— Begin Page excerpt —

The lower percentage of color removal in cane juice when treated before evaporation than on treatment of raw sugar supports the observation that color precursors are removed in juice.

The color removal in cane juice is lower than percentage of color removal in raw sugar, because DEAE is removing precursors from cane juice and in raw sugar the precursors have been converted to color.

In FIG. 1 the sodium hydroxide neutralizes the hydrochloric acid forming the DEAE chloride free base. This is a liquid and is insoluble in water but when stirred in water it rearranges to water soluble diethylaziridinium chloride as shown in FIG. 2. This form of the reagent is ionic and is highly reactive to hydroxyl groups in the presence of base. The reaction occurs principally at the 6-O-hydroxyl group, of the glucose units. Sugarcane bagasse is 40% to 60% cellulose, dry basis. The remainder is principally xylan and the lower molecular weight fraction is dissolved by the sodium hydroxide during the reaction. This accounts for the yield of 60% to 70% in the preparation of DEAE bagasse. The DEAE-ether linkages are very stable and can only be removed under extreme conditions.

DEAE bagasse is an anion exchanger and swells when placed in water. For this reason it should be stirred in water for 20 to 30 minutes before pouring a column. In order for it to be effective in removing color and turbidity it should contain a minimum of 0.8% nitrogen.

The color removed from the sugar solutions reported ranged from 72% to 95%. None of the effluents contained any visible turbidity, as indicated in Table 4. Color removed from sugarcane juice varied from 11% to 79%, depending on ratio of colored and non-colored precursors present.

— End Page excerpt —
— Begin Supplied information —

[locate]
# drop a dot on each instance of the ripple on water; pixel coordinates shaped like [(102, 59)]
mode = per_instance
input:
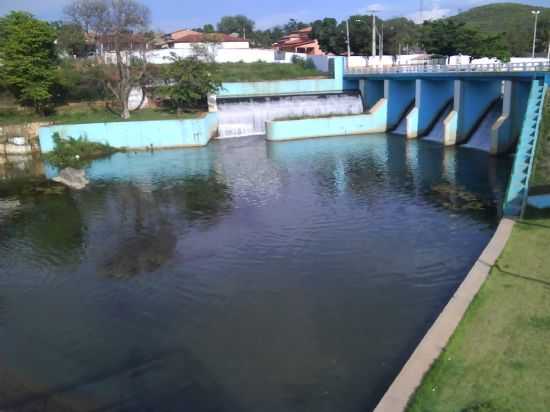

— End Supplied information —

Set of tasks:
A. Print the DEAE bagasse passage from "In FIG. 1 the" to "under extreme conditions.".
B. Using the DEAE bagasse passage, decide whether each statement agrees with it, answering yes or no and quoting the deciding words: (i) DEAE bagasse needs at least 0.8% nitrogen to be effective in removing color and turbidity; (ii) the DEAE chloride free base dissolves in water; (iii) color removal from sugarcane juice reached as high as 95%.
The lines that come after the DEAE bagasse passage are separate material.

Task answers:
A.
In FIG. 1 the sodium hydroxide neutralizes the hydrochloric acid forming the DEAE chloride free base. This is a liquid and is insoluble in water but when stirred in water it rearranges to water soluble diethylaziridinium chloride as shown in FIG. 2. This form of the reagent is ionic and is highly reactive to hydroxyl groups in the presence of base. The reaction occurs principally at the 6-O-hydroxyl group, of the glucose units. Sugarcane bagasse is 40% to 60% cellulose, dry basis. The remainder is principally xylan and the lower molecular weight fraction is dissolved by the sodium hydroxide during the reaction. This accounts for the yield of 60% to 70% in the preparation of DEAE bagasse. The DEAE-ether linkages are very stable and can only be removed under extreme conditions.

B.
(i) Yes: "In order for it to be effective in removing color and turbidity it should contain a minimum of 0.8% nitrogen."
(ii) No: "This is a liquid and is insoluble in water"
(iii) No: "Color removed from sugarcane juice varied from 11% to 79%"